**Your instructions**
Reproduce the notes on the changing world of visual arts word for word, from the class heading to the final sentence.

CLASS- VIII OUR
PASTS -III
10. THE CHANGING WORLD OF VISUAL ARTS
·
When you look at a
work of art – a painting, sculpture, etc. – it may not be obvious that like
most other things, art too is influenced by the world around it. You may not
realise that what you see also shapes your own ideas.
·
In this chapter we
will be looking at the changes in the world of visual arts during the colonial
period, and how these changes are linked to the wider history of colonialism
and nationalism.
·
Colonial rule
introduced several new art forms, styles, materials and techniques which were creatively
adapted by Indian artists for local patrons and markets, in both elite and
popular circles.
·
You will find that
many of the visual forms that you take for granted today – say, a grand public
building with domes, columns and arches; a scenic landscape, the realistic
human image in a portrait, or in popular icons of gods and goddesses; a
mechanically printed and mass-produced picture – had their origins in the
period we will discuss in this chapter.
New Forms of Imperial Art
·
From the eighteenth
century a stream of European artists came to India along with the British
traders and rulers. The artists brought with them new styles and new
conventions of painting. They began producing pictures which became widely
popular in Europe and helped shape Western perceptions of India.
·
European artists
brought with them the idea of realism. This was a belief that artists had to
observe carefully and depict faithfully what the eye saw. What the artist
produced was expected to look real and lifelike.
·
European artists
also brought with them the technique of oil painting – a technique with which
Indian artists were not very familiar. Oil painting enabled artists to produce
images that looked real.
Looking for the picturesque
·
One popular
imperial tradition was that of picturesque landscape painting. Picturesque is a
style of painting depicted India as a quaint land, to be explored by travelling
British artists; its landscape was rugged and wild, seemingly untamed by human
hands.
·
Thomas Daniell and
his nephew William Daniell were the most famous of the artists who painted
within this tradition. They came to India in 1785 and stayed for seven years,
journeying from Calcutta to northern and southern India. They produced some of
the most evocative picturesque landscapes of Britain’s newly conquered
territories in India.

**Material provided**
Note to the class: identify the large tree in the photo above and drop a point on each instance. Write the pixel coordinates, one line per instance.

**Solution to this exercise**
CLASS- VIII OUR
PASTS -III
10. THE CHANGING WORLD OF VISUAL ARTS
·
When you look at a
work of art – a painting, sculpture, etc. – it may not be obvious that like
most other things, art too is influenced by the world around it. You may not
realise that what you see also shapes your own ideas.
·
In this chapter we
will be looking at the changes in the world of visual arts during the colonial
period, and how these changes are linked to the wider history of colonialism
and nationalism.
·
Colonial rule
introduced several new art forms, styles, materials and techniques which were creatively
adapted by Indian artists for local patrons and markets, in both elite and
popular circles.
·
You will find that
many of the visual forms that you take for granted today – say, a grand public
building with domes, columns and arches; a scenic landscape, the realistic
human image in a portrait, or in popular icons of gods and goddesses; a
mechanically printed and mass-produced picture – had their origins in the
period we will discuss in this chapter.
New Forms of Imperial Art
·
From the eighteenth
century a stream of European artists came to India along with the British
traders and rulers. The artists brought with them new styles and new
conventions of painting. They began producing pictures which became widely
popular in Europe and helped shape Western perceptions of India.
·
European artists
brought with them the idea of realism. This was a belief that artists had to
observe carefully and depict faithfully what the eye saw. What the artist
produced was expected to look real and lifelike.
·
European artists
also brought with them the technique of oil painting – a technique with which
Indian artists were not very familiar. Oil painting enabled artists to produce
images that looked real.
Looking for the picturesque
·
One popular
imperial tradition was that of picturesque landscape painting. Picturesque is a
style of painting depicted India as a quaint land, to be explored by travelling
British artists; its landscape was rugged and wild, seemingly untamed by human
hands.
·
Thomas Daniell and
his nephew William Daniell were the most famous of the artists who painted
within this tradition. They came to India in 1785 and stayed for seven years,
journeying from Calcutta to northern and southern India. They produced some of
the most evocative picturesque landscapes of Britain’s newly conquered
territories in India.